# Start of Data to use
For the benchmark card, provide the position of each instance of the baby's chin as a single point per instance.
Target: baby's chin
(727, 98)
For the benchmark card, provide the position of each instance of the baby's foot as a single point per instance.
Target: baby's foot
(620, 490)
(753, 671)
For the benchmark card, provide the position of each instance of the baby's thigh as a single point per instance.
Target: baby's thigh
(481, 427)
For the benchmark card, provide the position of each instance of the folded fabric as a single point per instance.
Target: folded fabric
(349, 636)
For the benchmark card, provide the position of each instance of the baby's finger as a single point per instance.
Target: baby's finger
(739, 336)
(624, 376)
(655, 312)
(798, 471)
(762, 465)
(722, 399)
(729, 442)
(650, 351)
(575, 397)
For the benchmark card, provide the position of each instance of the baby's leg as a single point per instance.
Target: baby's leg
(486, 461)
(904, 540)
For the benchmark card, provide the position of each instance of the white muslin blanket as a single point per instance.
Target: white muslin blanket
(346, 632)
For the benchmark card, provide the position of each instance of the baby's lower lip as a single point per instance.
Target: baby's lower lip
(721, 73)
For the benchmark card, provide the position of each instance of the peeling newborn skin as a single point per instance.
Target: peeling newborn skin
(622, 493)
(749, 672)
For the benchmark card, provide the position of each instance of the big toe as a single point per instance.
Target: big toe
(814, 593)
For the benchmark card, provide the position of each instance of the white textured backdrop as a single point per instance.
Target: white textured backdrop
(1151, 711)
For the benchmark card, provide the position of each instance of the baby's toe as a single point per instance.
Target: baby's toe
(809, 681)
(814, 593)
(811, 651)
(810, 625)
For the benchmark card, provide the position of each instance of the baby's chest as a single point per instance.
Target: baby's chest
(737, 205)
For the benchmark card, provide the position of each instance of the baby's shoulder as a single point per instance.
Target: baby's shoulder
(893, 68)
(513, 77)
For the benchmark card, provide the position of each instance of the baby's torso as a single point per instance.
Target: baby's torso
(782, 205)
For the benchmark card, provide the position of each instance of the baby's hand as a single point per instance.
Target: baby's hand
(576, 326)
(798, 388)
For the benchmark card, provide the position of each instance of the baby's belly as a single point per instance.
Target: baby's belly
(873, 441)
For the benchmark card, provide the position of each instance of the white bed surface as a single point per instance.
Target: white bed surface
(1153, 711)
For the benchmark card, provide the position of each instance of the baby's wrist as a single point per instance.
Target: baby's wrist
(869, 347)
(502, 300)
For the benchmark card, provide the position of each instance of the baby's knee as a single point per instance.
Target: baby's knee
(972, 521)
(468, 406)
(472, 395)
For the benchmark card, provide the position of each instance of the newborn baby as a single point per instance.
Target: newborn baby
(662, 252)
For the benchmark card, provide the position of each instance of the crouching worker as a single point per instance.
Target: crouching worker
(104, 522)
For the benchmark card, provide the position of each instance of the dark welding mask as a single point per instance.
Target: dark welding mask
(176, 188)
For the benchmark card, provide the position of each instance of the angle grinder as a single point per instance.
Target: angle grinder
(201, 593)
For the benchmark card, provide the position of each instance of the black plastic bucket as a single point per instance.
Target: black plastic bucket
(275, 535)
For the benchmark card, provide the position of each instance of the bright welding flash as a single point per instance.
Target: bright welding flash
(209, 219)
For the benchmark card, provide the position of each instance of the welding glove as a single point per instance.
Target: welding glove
# End of Data to use
Exercise aim
Rewrite all of the records above, changing "benchmark card" to "evaluation sheet" and leaving everything else the same.

Exercise result
For the evaluation sheet, provide the position of each instance of the baby's chin as a single point per instance.
Target: baby's chin
(727, 98)
For the evaluation sheet, provide the position of each instance of the baby's foot as a single point per instance.
Target: baby's foot
(620, 490)
(753, 671)
For the evaluation sheet, provide the position of each instance of the baby's thigh as a single point per instance.
Target: baby's thigh
(481, 427)
For the evaluation sheet, provide the position of each instance of the folded fabric as a single point per instance.
Target: folded fabric
(349, 636)
For the evaluation sheet, provide the position of each instance of the baby's finger as a single point per instance.
Target: baby's finger
(739, 336)
(624, 376)
(655, 312)
(798, 471)
(762, 465)
(722, 399)
(729, 442)
(650, 351)
(575, 397)
For the evaluation sheet, provide the position of each instance of the baby's leg as a single point per instance.
Target: baby's leg
(486, 461)
(904, 540)
For the evaluation sheet, provide the position of each instance of the white muslin blanket as a single point per instance.
Target: white muslin blanket
(346, 632)
For the evaluation sheet, provide the position of each instance of the baby's lower lip as a single point per instance.
Target: baby's lower lip
(721, 73)
For the evaluation sheet, provide the position of each instance of the peeling newborn skin as a single point per instance.
Target: peeling newborn skin
(622, 493)
(749, 672)
For the evaluation sheet, provide the position of each instance of the big toe as a single point per instance.
Target: big toe
(814, 593)
For the evaluation sheet, provide the position of each instance of the white textured backdrop as a single point per instance.
Target: white textured backdrop
(1151, 711)
For the evaluation sheet, provide the position of each instance of the baby's toe as a single point per instance.
Target: baby's toe
(809, 681)
(814, 593)
(811, 651)
(810, 625)
For the evaluation sheet, provide the position of each instance of the baby's chest as a single point per instance.
Target: baby's chest
(737, 205)
For the evaluation sheet, provide the position of each instance of the baby's shoulder as a single point per instance.
Target: baby's shoulder
(893, 68)
(513, 77)
For the evaluation sheet, provide the position of each instance of the baby's torso as a single point per instance.
Target: baby's torso
(782, 205)
For the evaluation sheet, provide the position of each instance of the baby's hand as a single point per instance.
Target: baby's hand
(576, 326)
(798, 388)
For the evaluation sheet, provide the position of each instance of the baby's belly as a single point per instance.
Target: baby's belly
(873, 441)
For the evaluation sheet, provide the position of each instance of the white bed surface as a single point per instance.
Target: white bed surface
(1153, 711)
For the evaluation sheet, provide the position of each instance of the baby's wrist as a single point per instance.
Target: baby's wrist
(869, 347)
(502, 300)
For the evaluation sheet, provide the position of each instance of the baby's knee as a single point per instance.
Target: baby's knee
(972, 521)
(468, 406)
(472, 395)
For the evaluation sheet, provide the position of each instance of the newborn baby as a single point per instance.
Target: newborn baby
(662, 252)
For the evaluation sheet, provide the position of each instance of the crouching worker as a single point per instance.
Target: crouching worker
(104, 522)
For the evaluation sheet, provide the position of each instance of the dark welding mask as a single point per instance.
Target: dark welding mask
(176, 188)
For the evaluation sheet, provide the position of each instance of the angle grinder as a single point per instance.
Target: angle grinder
(201, 593)
For the evaluation sheet, provide the position of each instance of the black plastic bucket as a single point per instance.
Target: black plastic bucket
(275, 535)
For the evaluation sheet, provide the position of each instance of the bright welding flash as a single point per instance.
Target: bright welding flash
(209, 219)
For the evaluation sheet, provide the position of each instance of the welding glove as a single point per instance.
Target: welding glove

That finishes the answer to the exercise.